Latief menduga, tidak ditetapkannya Ahok sebagai tersangka dalam kasus reklamasi dan pembelian lahan RS Sumber Waras terkait dengan adanya benturan kepentingan itu. "Patut diduga telah terjadi ´persekongkolan jahat´ segitiga yaitu, elit politik dengan pengusaha dan institusi penegak hukum," ujarnya kepada gresnews.com, Kamis (16/6).

Dia menilai ada kepentingan "Istana" untuk menyelamatkan Ahok yang dinilai bisa membahayakan posisi Jokowi. Latief mengatakan, Ahok diduga memegang informasi kunci tentang Jokowi ketika masih menjabat gubernur DKI, terkait dugaan penyimpangan pembelian armada bus transjakarta dari China.

"Dugaan ini yang menjadi tawar posisi tawar, Ahok diamankan dalam lingkungan politik saling sandera kasus," kata Standarkiaa Latief.

Karena itu, kata dia, Komite Etik KPK harus dibentuk untuk mengungkap berbagai dugaan ini. "Dewan Etik KPK harus berrtindak dengan melakukan pemeriksaan terhadap lima pimpinan KPK, karena ada dugaan kuat telah terjadinya penyimpangan dalam proses penyidikan kasus Sumber Waras dan reklamasi," pungkasnya.

-.-.-

- Tugas Latihan:
**1)** Tuliskan ulang tanpa perubahan bagian halaman mulai dari "Latief menduga, tidak" hingga dan termasuk "gresnews.com, Kamis (16/6).".
**2)** Tentukan apakah setiap pernyataan berikut sesuai dengan halaman, lalu jawab ya atau tidak disertai kutipan kata-kata penentunya dari halaman: (a) Latief menyampaikan pendapatnya kepada gresnews.com pada hari Kamis. (b) Armada bus transjakarta yang disebut dalam halaman dibeli dari Jepang. (c) Latief menyatakan bahwa pemeriksaan harus dilakukan terhadap tiga pimpinan KPK.
Daftar ini tidak diperlukan sama sekali.

- Butir yang tercantum dalam kumpulan data:
-.-.-

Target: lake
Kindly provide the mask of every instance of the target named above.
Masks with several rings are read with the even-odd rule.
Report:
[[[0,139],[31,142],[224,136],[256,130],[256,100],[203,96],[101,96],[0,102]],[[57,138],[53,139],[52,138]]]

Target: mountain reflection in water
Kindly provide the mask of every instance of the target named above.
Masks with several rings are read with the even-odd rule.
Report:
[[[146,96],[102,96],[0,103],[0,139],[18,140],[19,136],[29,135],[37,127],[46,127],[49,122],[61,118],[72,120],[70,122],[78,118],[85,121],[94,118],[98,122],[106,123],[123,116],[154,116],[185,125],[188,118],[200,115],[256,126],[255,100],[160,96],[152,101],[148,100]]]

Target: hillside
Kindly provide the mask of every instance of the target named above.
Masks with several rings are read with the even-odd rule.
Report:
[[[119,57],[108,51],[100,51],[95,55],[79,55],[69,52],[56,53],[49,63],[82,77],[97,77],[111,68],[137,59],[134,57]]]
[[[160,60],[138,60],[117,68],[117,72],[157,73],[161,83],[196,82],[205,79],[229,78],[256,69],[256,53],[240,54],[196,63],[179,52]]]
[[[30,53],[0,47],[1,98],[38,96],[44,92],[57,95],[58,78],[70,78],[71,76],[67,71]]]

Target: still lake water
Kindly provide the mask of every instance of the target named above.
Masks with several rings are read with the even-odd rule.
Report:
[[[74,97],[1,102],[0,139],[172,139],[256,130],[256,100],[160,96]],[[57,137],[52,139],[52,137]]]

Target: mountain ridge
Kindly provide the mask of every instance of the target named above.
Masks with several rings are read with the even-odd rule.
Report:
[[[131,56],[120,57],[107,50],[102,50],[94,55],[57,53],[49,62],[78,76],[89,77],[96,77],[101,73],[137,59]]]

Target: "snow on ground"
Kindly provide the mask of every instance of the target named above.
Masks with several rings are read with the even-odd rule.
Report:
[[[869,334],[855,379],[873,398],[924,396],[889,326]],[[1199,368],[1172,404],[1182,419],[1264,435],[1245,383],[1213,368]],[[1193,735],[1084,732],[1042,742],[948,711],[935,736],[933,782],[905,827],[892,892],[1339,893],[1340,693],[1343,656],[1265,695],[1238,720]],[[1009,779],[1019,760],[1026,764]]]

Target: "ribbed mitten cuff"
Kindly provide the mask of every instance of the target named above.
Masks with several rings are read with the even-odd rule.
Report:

-.-.-

- Jawaban Tiap Tugas:
**1)**
Latief menduga, tidak ditetapkannya Ahok sebagai tersangka dalam kasus reklamasi dan pembelian lahan RS Sumber Waras terkait dengan adanya benturan kepentingan itu. "Patut diduga telah terjadi ´persekongkolan jahat´ segitiga yaitu, elit politik dengan pengusaha dan institusi penegak hukum," ujarnya kepada gresnews.com, Kamis (16/6).

**2)**
(a) Ya: "ujarnya kepada gresnews.com, Kamis (16/6)".
(b) Tidak: "pembelian armada bus transjakarta dari China".
(c) Tidak: "melakukan pemeriksaan terhadap lima pimpinan KPK".